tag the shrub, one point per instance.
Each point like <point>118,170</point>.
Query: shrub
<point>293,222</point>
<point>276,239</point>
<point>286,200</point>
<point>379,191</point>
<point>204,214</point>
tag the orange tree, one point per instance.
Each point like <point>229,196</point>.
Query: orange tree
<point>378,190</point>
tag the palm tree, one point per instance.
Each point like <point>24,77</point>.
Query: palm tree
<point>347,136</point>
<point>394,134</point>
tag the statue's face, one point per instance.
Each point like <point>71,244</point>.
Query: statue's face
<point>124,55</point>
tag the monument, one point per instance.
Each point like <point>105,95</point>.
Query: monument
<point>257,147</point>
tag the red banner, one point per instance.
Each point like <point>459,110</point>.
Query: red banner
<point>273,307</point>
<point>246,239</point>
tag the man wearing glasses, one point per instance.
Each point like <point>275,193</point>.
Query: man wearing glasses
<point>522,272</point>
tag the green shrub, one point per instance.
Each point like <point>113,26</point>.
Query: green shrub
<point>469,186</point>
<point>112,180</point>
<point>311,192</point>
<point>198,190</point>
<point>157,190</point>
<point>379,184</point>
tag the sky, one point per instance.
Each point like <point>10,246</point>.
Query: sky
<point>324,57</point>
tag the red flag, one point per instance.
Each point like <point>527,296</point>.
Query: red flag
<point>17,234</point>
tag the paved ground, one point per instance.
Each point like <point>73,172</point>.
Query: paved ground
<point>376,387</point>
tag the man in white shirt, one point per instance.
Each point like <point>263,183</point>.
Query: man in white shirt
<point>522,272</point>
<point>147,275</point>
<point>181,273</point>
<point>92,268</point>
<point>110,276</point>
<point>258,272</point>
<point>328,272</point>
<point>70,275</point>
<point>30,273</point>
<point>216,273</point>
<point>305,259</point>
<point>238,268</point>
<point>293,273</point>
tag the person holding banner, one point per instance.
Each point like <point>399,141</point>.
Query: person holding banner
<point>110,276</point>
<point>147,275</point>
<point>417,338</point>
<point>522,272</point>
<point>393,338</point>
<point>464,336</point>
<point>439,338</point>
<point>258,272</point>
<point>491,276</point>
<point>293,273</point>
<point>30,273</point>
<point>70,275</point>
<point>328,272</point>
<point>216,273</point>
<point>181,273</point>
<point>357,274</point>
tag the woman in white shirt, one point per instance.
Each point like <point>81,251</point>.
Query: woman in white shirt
★ ★ ★ ★
▶ Work to be completed
Repeat every record, keeping each word and mark exactly as it is.

▶ Answer to the exercise
tag the shrub, one point per instance.
Each point like <point>118,170</point>.
Query: shrub
<point>293,222</point>
<point>276,239</point>
<point>286,200</point>
<point>379,191</point>
<point>204,214</point>
tag the orange tree, one point per instance.
Each point like <point>229,196</point>.
Query: orange tree
<point>378,190</point>
tag the palm tree, one point per instance.
Each point like <point>24,77</point>.
Query: palm tree
<point>347,136</point>
<point>394,134</point>
tag the statue's face, one point per instance.
Each point like <point>71,244</point>.
Query: statue's face
<point>124,55</point>
tag the monument, one point per instance.
Each point like <point>105,95</point>.
Query: monument
<point>257,147</point>
tag the red banner, one point per instance.
Each point like <point>459,110</point>.
Query: red banner
<point>273,307</point>
<point>246,239</point>
tag the man wearing glasses, one point per instance.
Each point like <point>275,193</point>.
Query: man wearing glasses
<point>522,272</point>
tag the green shrub, one point per instance.
Each point like <point>113,26</point>.
Query: green shrub
<point>469,186</point>
<point>112,180</point>
<point>311,192</point>
<point>198,190</point>
<point>157,190</point>
<point>379,184</point>
tag the sky, one point per instance.
Each point like <point>10,246</point>.
Query: sky
<point>324,57</point>
tag the red flag, one point per instance.
Each point like <point>527,296</point>.
Query: red flag
<point>17,234</point>
tag the paved ground, one point per instance.
Each point like <point>73,172</point>.
Query: paved ground
<point>376,387</point>
tag the man in white shirt, one point per instance.
Each point like <point>263,183</point>.
Query: man in white shirt
<point>522,272</point>
<point>147,275</point>
<point>181,273</point>
<point>92,268</point>
<point>110,276</point>
<point>258,272</point>
<point>328,272</point>
<point>70,275</point>
<point>30,273</point>
<point>216,273</point>
<point>305,259</point>
<point>238,268</point>
<point>293,273</point>
tag the person holding banner, one point per instance.
Each point like <point>399,141</point>.
Query: person holding banner
<point>110,276</point>
<point>147,275</point>
<point>417,338</point>
<point>522,272</point>
<point>393,338</point>
<point>464,336</point>
<point>439,338</point>
<point>258,272</point>
<point>491,276</point>
<point>293,273</point>
<point>30,273</point>
<point>70,275</point>
<point>328,272</point>
<point>216,273</point>
<point>181,273</point>
<point>357,274</point>
tag the woman in white shirt, one point per instance.
Each point like <point>81,251</point>.
Query: woman in white shirt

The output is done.